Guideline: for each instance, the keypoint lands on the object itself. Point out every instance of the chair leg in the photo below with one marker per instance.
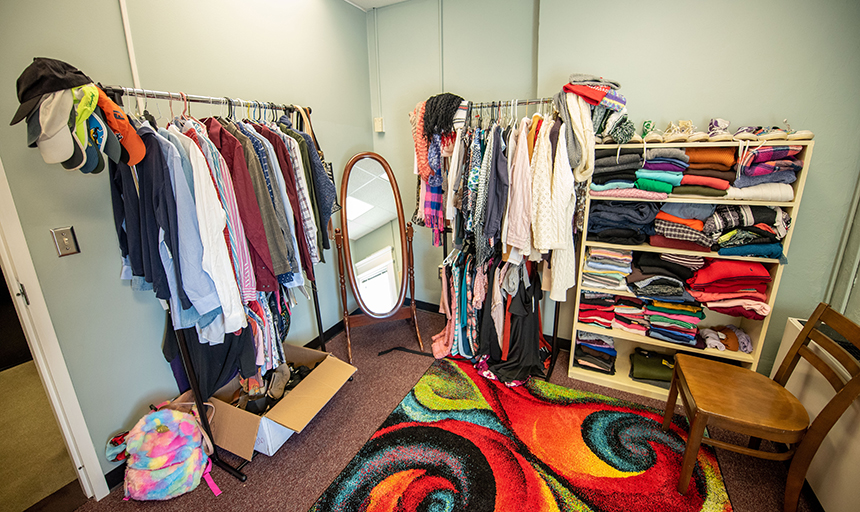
(755, 443)
(694, 440)
(794, 482)
(670, 403)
= = =
Return every one of the records above verbatim, line for line, but omit the picture.

- _COMPLETED TASK_:
Guideline: for each instance, the keypoint lands on the object itself. Point out every instance of the chair leg in the photo below with one marker per instance.
(755, 443)
(694, 440)
(794, 482)
(670, 403)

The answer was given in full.